- _O que se pede_
Segundo a resenha do disco, quem são os dois integrantes da dupla Air?

- _Texto fornecido_
Disco: “Le Voyage Dans La Lune”, Air

/ Por: Cleber Facchi 02/02/2012

Air
French/Electronic/Ambient
http://en.aircheology.com/


Por: Cleber Facchi


Era inverno no hemisfério norte quando o primeiro trabalho da dupla francesa Air presenteou o mundo com doses suaves de sintetizadores calorosos e nostálgicos. O resgate dos teclados atmosféricos que marcaram a década de 1970, um fino toque voluptuoso, além do fluxo vanguardista contribuíram para que Nicolas Godin e Jean-Benoît Dunckel estabelecessem todas as regras e estratégias para o retrô-futurista Moon Safari, disco que não apenas trouxe uma carga de inovação para o “movimento” ChillOut (estilo muito em voga naquele instante), como serviu para despertar o público sobre o que acontecia na produção musical da França naquele momento.

Oito décadas antes, em 1902, no mesmo epicentro cultural, o cineasta Georges Méliès também revolucionaria – não com música, mas com imagens. Nascido em Paris no ano de 1888, o diretor prenderia o curioso público da época em uma viagem de mais de 14 minutos que aproximaria a Terra da Lua. Através do curta Le Voyage Dans La Lune, Méilès romperia com as barreiras do mundo físico, transportando os espectadores através de um passeio mágico (e carregado de experiências místicas), revelando seres fantásticos, paisagens intralunares e todo um conjunto de formas e referências que além de eternizar o diretor como um dos grandes figurões da sétima arte, acabariam servindo de base para uma infinidade de trabalhos futuros e projetos, inclusive, além dos limites das telas de cinema.

(Entradas retiradas de uma coleção)
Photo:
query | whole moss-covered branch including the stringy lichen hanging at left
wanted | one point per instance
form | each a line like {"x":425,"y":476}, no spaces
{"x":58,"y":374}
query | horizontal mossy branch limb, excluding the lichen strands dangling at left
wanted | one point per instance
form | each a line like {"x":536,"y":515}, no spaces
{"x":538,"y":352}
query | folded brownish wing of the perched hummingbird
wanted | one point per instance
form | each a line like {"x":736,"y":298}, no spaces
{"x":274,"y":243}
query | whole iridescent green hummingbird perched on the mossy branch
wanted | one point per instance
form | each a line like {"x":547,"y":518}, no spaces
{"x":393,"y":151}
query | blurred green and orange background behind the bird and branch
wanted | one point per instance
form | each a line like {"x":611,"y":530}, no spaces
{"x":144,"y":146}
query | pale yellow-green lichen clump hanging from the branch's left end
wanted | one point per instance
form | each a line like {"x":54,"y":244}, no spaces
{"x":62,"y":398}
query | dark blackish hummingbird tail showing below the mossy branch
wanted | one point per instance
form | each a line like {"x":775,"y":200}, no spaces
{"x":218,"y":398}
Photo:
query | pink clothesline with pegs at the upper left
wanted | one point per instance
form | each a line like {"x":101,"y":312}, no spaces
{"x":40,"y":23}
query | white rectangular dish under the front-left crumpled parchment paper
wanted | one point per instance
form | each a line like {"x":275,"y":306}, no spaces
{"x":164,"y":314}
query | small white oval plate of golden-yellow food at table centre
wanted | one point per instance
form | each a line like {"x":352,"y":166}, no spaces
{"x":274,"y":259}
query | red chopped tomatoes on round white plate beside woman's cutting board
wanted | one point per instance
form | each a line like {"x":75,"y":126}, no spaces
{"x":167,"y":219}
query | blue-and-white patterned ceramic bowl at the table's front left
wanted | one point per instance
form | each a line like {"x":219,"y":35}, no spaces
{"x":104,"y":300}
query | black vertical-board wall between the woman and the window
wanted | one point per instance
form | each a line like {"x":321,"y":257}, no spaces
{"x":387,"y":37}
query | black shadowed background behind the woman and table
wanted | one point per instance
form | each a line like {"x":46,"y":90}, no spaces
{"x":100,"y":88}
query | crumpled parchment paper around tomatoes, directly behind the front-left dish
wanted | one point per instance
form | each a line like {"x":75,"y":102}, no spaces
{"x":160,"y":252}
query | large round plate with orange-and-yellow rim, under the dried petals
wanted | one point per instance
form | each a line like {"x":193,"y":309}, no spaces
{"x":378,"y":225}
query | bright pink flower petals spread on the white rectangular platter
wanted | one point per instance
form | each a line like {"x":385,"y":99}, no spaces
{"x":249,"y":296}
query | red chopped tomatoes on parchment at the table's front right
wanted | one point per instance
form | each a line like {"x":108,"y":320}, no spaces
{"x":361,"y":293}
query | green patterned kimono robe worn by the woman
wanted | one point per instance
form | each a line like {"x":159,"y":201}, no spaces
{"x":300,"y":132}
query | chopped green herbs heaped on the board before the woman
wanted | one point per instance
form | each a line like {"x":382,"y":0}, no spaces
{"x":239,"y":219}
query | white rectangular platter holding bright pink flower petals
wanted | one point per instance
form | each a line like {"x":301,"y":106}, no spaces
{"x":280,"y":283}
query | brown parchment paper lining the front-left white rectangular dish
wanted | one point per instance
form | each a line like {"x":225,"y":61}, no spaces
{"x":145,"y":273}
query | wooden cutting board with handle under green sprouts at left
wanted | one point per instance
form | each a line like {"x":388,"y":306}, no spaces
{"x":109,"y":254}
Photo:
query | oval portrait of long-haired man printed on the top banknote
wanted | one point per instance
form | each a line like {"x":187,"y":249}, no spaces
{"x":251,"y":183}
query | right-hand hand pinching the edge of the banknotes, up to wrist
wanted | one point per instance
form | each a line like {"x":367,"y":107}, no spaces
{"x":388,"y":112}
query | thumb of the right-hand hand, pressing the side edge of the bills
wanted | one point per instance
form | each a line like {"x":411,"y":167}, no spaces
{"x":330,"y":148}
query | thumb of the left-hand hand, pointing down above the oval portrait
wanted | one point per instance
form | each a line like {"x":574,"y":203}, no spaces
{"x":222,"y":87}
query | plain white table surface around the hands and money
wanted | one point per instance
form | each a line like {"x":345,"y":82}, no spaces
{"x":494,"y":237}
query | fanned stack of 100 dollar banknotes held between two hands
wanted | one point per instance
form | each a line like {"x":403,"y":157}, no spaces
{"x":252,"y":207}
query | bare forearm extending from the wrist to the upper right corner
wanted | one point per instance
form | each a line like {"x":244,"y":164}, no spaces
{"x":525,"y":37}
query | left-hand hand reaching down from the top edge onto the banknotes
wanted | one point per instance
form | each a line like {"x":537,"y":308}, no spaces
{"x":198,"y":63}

- _Exercício resolvido_
Nicolas Godin e Jean-Benoît Dunckel.